**Source excerpt**:
Communist Party supporters gathered opposite the U.S. embassy in Moscow on Thursday to protest the creation of a NATO transit hub in the Volga city of Ulyanovsk – birthplace of Vladimir Lenin.

“This is a real occupation of our territory by NATO troops,” head of the Communist Party’s Moscow office, Vladimir Rashkin, told a crowd of several dozen protesters. “I am ready to throw myself under the wheels of NATO tanks and armored vehicles if they appear at the base.”

“No NATO in Russia!” chanted the crowd, largely made up of middle-aged and pensioners, with a sprinkling of students. “NATO is our enemy!” read a placard.

Rashkin also called on protesters to attend an April 21 anti-NATO demonstration in Ulyanovsk, where protesters tried to set up tents near the city’s airport earlier this month. Activists also held a hunger strike against the planned hub this month.

“This is a betrayal – only Russian troops should be on our territory,” said student Yekaterina Rubin, holding a red Communist Party flag. “I think [Prime Minister Vladimir] Putin has made some kind of deal with NATO.”

The choice of Ulyanovsk for the hub has intensified Communist anger. The city is named after Lenin, leader of the Bolshevik Revolution, who was born in the city – known then as Simbirsk - in 1830.

**Instruction A**: From the Moscow protest article, copy out the passage from "Rashkin also called" to "Simbirsk - in 1830.".
**Instruction B**: Shorten the paragraph of the Moscow protest article that begins "Rashkin also called on protesters," keeping its main facts.

**Record extracts**:
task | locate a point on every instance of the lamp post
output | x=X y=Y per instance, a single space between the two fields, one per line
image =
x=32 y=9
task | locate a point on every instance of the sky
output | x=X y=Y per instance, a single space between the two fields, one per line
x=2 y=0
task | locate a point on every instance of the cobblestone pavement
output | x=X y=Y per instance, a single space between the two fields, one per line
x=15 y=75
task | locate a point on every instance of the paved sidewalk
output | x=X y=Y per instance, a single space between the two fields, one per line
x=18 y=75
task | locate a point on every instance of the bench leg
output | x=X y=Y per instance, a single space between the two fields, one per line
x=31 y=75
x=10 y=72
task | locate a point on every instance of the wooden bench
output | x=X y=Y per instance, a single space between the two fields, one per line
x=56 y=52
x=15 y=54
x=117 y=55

---

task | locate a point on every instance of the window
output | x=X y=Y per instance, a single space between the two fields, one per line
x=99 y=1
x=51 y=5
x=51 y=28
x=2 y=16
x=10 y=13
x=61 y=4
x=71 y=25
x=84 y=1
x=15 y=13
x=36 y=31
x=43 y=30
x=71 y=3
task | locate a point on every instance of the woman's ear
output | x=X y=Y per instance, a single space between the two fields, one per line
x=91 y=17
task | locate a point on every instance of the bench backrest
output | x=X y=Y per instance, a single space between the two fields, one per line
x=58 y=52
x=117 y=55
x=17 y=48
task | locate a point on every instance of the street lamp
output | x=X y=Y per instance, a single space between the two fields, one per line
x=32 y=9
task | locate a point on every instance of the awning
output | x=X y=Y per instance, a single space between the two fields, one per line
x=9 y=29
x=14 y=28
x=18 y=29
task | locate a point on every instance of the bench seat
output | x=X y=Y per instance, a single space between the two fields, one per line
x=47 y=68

**Task output A**:
Rashkin also called on protesters to attend an April 21 anti-NATO demonstration in Ulyanovsk, where protesters tried to set up tents near the city’s airport earlier this month. Activists also held a hunger strike against the planned hub this month.

“This is a betrayal – only Russian troops should be on our territory,” said student Yekaterina Rubin, holding a red Communist Party flag. “I think [Prime Minister Vladimir] Putin has made some kind of deal with NATO.”

The choice of Ulyanovsk for the hub has intensified Communist anger. The city is named after Lenin, leader of the Bolshevik Revolution, who was born in the city – known then as Simbirsk - in 1830.

**Task output B**: Rashkin urged protesters to join an April 21 anti-NATO demonstration in Ulyanovsk. Earlier this month, protesters there tried to set up tents near the city's airport, and activists held a hunger strike against the planned hub.